**Task statement**.
Start to finish, print the data below exactly, without the images.

Collected data entries
=-=-=-=-=
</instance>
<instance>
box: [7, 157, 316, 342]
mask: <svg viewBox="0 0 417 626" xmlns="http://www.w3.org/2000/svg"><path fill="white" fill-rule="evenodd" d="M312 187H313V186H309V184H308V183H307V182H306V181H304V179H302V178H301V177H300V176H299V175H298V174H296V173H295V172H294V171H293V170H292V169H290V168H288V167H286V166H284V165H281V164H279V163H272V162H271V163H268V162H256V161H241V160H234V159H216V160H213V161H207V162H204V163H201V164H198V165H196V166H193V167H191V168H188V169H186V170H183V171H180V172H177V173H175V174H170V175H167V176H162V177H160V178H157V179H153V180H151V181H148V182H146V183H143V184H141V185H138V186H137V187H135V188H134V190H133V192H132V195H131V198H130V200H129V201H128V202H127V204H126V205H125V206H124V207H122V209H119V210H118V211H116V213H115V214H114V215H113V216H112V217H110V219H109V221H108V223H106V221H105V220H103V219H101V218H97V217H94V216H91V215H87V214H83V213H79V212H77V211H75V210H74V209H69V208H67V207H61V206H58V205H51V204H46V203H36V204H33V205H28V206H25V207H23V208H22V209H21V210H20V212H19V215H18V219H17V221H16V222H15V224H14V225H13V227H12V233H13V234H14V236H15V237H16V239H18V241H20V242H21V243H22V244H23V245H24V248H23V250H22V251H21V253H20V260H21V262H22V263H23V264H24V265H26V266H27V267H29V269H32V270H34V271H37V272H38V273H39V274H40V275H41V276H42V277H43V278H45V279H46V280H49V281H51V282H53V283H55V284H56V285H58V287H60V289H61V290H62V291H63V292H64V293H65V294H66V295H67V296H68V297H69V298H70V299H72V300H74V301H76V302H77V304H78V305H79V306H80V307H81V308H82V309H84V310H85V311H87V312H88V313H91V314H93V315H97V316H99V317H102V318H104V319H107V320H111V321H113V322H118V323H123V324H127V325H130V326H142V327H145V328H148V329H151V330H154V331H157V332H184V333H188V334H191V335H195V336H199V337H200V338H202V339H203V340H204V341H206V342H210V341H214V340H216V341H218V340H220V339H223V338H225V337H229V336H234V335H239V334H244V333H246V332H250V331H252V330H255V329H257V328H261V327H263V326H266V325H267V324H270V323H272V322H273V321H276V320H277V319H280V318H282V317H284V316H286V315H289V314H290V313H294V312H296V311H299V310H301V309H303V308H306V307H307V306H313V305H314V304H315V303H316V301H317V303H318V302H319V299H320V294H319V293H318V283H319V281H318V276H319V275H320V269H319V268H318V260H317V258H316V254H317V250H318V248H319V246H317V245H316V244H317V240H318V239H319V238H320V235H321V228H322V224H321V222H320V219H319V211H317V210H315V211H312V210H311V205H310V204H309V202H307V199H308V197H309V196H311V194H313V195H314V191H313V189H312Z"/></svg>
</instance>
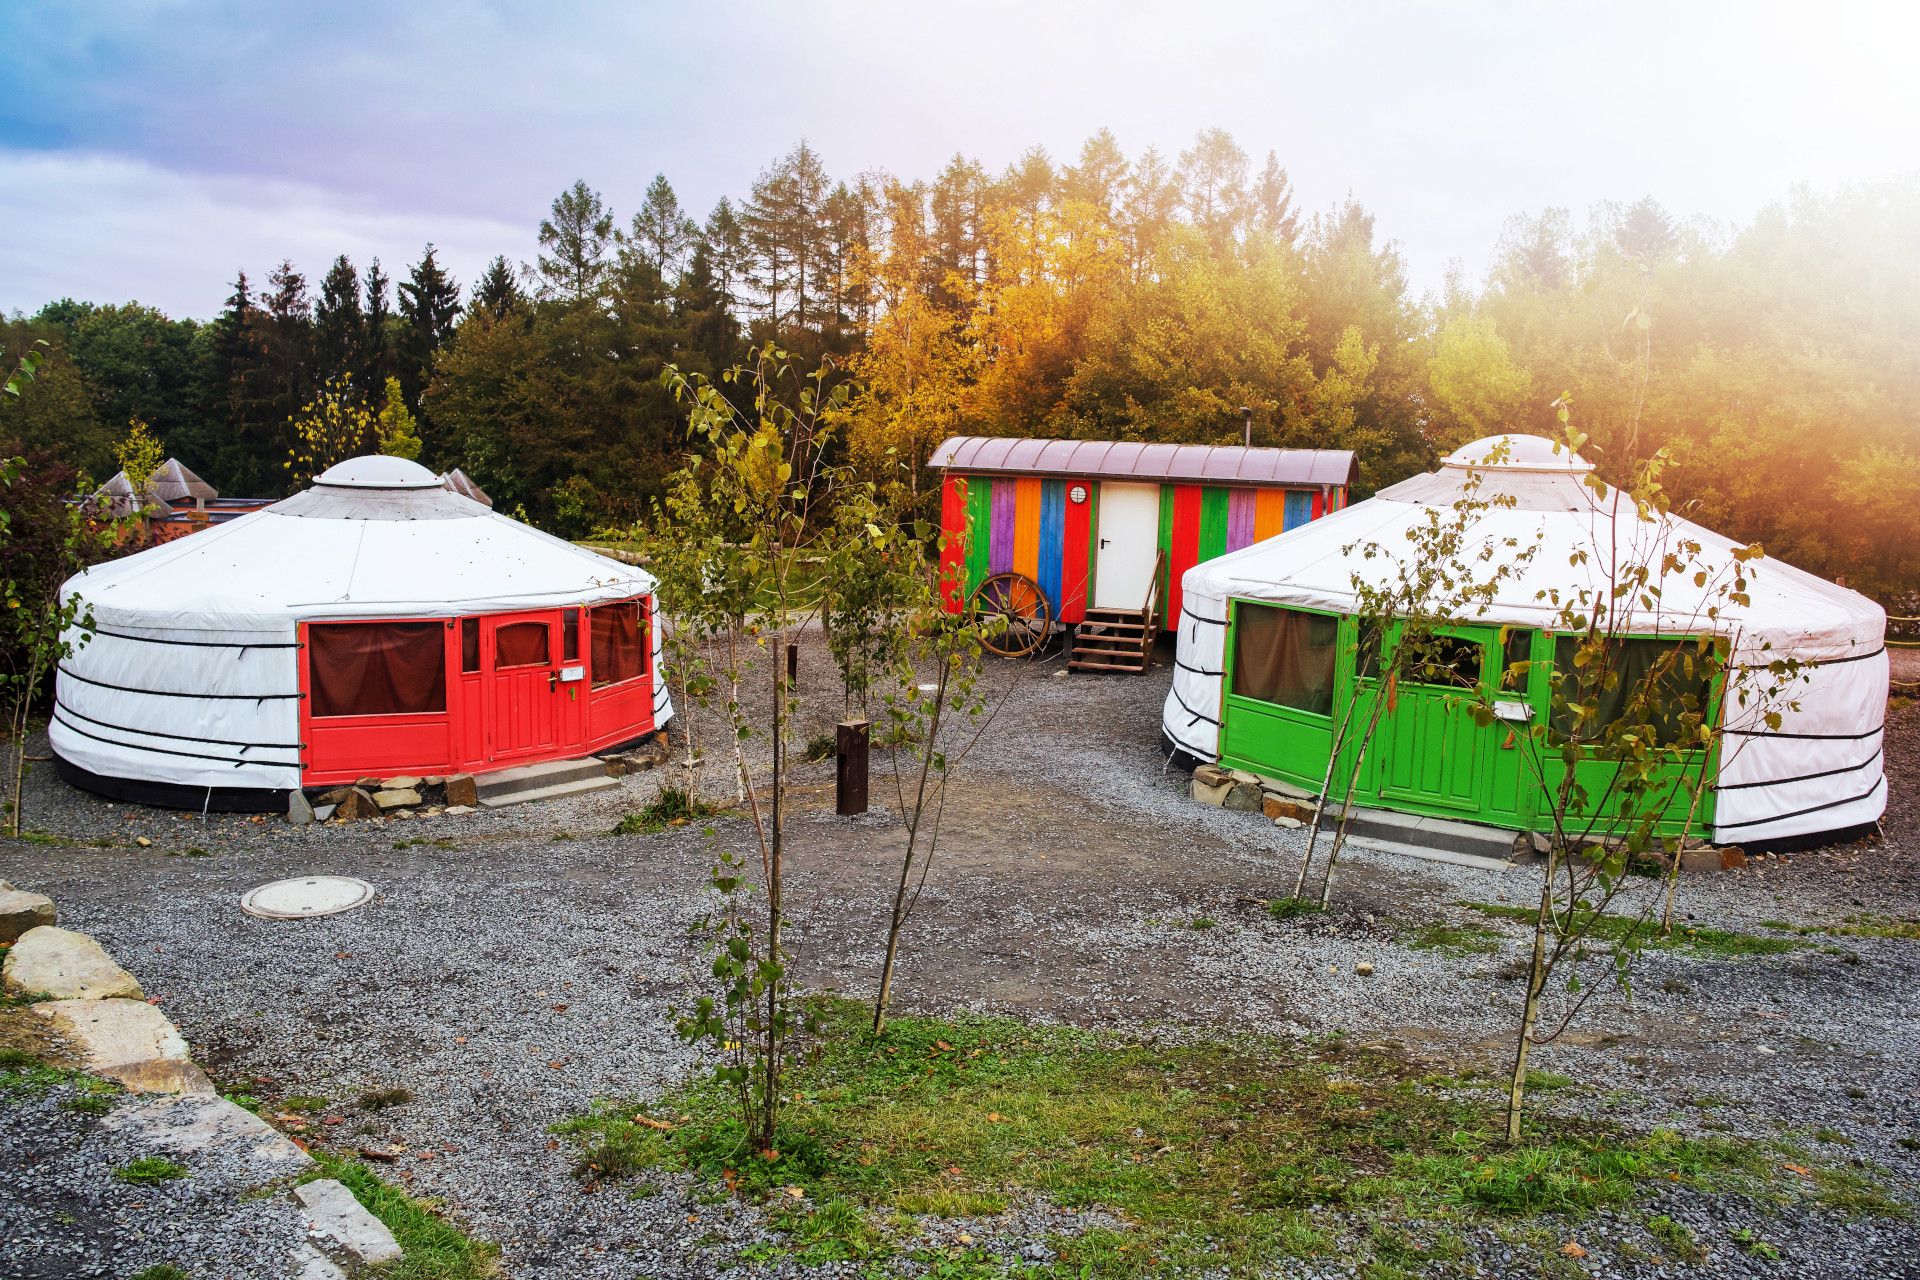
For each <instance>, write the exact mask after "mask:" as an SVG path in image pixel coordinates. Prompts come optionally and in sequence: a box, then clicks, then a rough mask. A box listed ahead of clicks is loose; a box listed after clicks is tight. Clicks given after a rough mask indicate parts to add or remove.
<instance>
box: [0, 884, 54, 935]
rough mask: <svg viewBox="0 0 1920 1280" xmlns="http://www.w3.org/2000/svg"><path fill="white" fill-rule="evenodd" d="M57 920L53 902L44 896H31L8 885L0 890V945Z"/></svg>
=-=-=-=-=
**Exercise result**.
</instance>
<instance>
box: [7, 157, 316, 342]
mask: <svg viewBox="0 0 417 626" xmlns="http://www.w3.org/2000/svg"><path fill="white" fill-rule="evenodd" d="M312 187H313V186H309V184H308V183H307V182H306V181H304V179H302V178H301V177H300V176H299V175H298V174H296V173H295V172H294V171H293V170H292V169H290V168H288V167H286V166H284V165H281V164H279V163H272V162H271V163H268V162H256V161H241V160H234V159H216V160H213V161H207V162H204V163H201V164H198V165H196V166H193V167H191V168H188V169H186V170H183V171H180V172H177V173H175V174H170V175H167V176H162V177H160V178H157V179H153V180H151V181H148V182H146V183H143V184H141V185H138V186H137V187H135V188H134V190H133V192H132V195H131V198H130V200H129V201H128V202H127V204H126V205H125V206H124V207H122V209H119V210H118V211H116V213H115V214H114V215H113V216H112V217H110V219H109V221H108V223H106V221H105V220H103V219H101V218H97V217H94V216H91V215H87V214H83V213H79V212H77V211H75V210H74V209H69V208H67V207H61V206H58V205H51V204H46V203H36V204H33V205H28V206H25V207H23V208H22V209H21V210H20V212H19V215H18V219H17V221H16V222H15V224H14V225H13V227H12V233H13V234H14V236H15V237H16V239H18V241H20V242H21V243H22V244H23V245H24V248H23V250H22V251H21V253H20V260H21V262H22V263H23V264H24V265H26V266H27V267H29V269H32V270H34V271H37V272H38V273H39V274H40V275H41V276H42V277H43V278H45V279H46V280H49V281H51V282H53V283H55V284H56V285H58V287H60V289H61V290H62V291H63V292H64V293H65V294H66V295H67V296H68V297H69V298H70V299H72V300H74V301H76V302H77V304H78V305H79V306H80V307H81V308H82V309H84V310H85V311H87V312H88V313H91V314H93V315H97V316H99V317H102V318H104V319H107V320H111V321H113V322H118V323H123V324H127V325H130V326H142V327H145V328H148V329H151V330H154V331H157V332H184V333H188V334H191V335H195V336H199V337H200V338H202V339H203V340H204V341H206V342H210V341H214V340H216V341H218V340H220V339H223V338H225V337H229V336H234V335H239V334H244V333H246V332H250V331H252V330H255V329H257V328H261V327H263V326H266V325H267V324H270V323H272V322H273V321H276V320H277V319H280V318H282V317H284V316H286V315H289V314H290V313H294V312H296V311H299V310H301V309H303V308H306V307H307V306H313V305H314V304H315V303H316V301H317V303H318V302H319V299H320V294H319V293H318V283H319V281H318V276H319V275H320V269H319V268H318V260H317V258H316V254H317V250H318V248H319V246H317V245H316V244H317V240H318V239H319V238H320V235H321V228H322V224H321V222H320V219H319V211H317V210H315V211H312V210H311V205H310V204H309V202H307V199H308V197H309V196H311V194H313V195H314V191H313V189H312Z"/></svg>
</instance>
For each <instance>, write the exact mask after "mask:" as an SVG path in image pixel coordinates. Prompts come optionally and in sequence: a box, then clicks, then a rough mask. A box listed ahead of clicks is loose; a box listed after clicks is tight. Clicks given after a rough mask indicate parts to add or remove.
<instance>
box: [0, 884, 54, 935]
rough mask: <svg viewBox="0 0 1920 1280" xmlns="http://www.w3.org/2000/svg"><path fill="white" fill-rule="evenodd" d="M57 920L53 902L44 896H31L8 885L0 890V945Z"/></svg>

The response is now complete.